— start of PAGE EXTRACT —

Accordingly, the present disclosure provides an adaptive method to upload or download images or other files from/to a user terminal such as a mobile device, based on server side workload, network connection bandwidth and file size. In embodiments, applying user permissions and/or a user upload/download quota is also desirable.

According to one aspect disclosed herein there is provided a server, comprising: a network interface for forming a connection between the server and a user terminal over one or more networks, in order to perform a data transfer to upload a data file from the user terminal to the server or download a data file from the server to the user terminal; memory comprising one or more memory units, said memory storing code for enabling transfer of a data file between the user terminal and said server via said connection; processing apparatus comprising one or more processing units, said processing apparatus being arranged to run said code; wherein the code is configured so as when run on the processing apparatus to perform operations of: evaluating a size of the data file to be uploaded or downloaded; determining a measure of a current workload of the server; estimating a bandwidth of at least part of said connection; deriving a time-out window during which said transfer of the data file is allowed to be performed, wherein the deriving of the time out window is performed based on all of said data file size, server workload and bandwidth; enabling said data transfer during the time-out window, but timing out the data transfer when said time-out window expires.

— end of PAGE EXTRACT —

**TASK DIRECTIONS:**
According to the server disclosure above, which three factors is the time-out window derived from?

— start of DATA SEGMENT —

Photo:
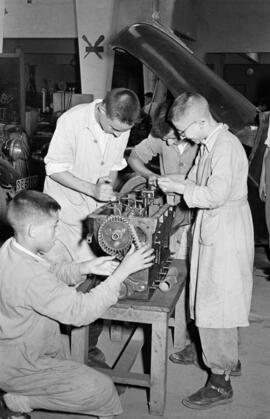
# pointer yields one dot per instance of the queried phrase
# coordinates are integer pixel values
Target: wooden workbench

— end of DATA SEGMENT —

**CORRECT OUTPUT:**
The size of the data file, the current workload of the server, and the bandwidth of the connection.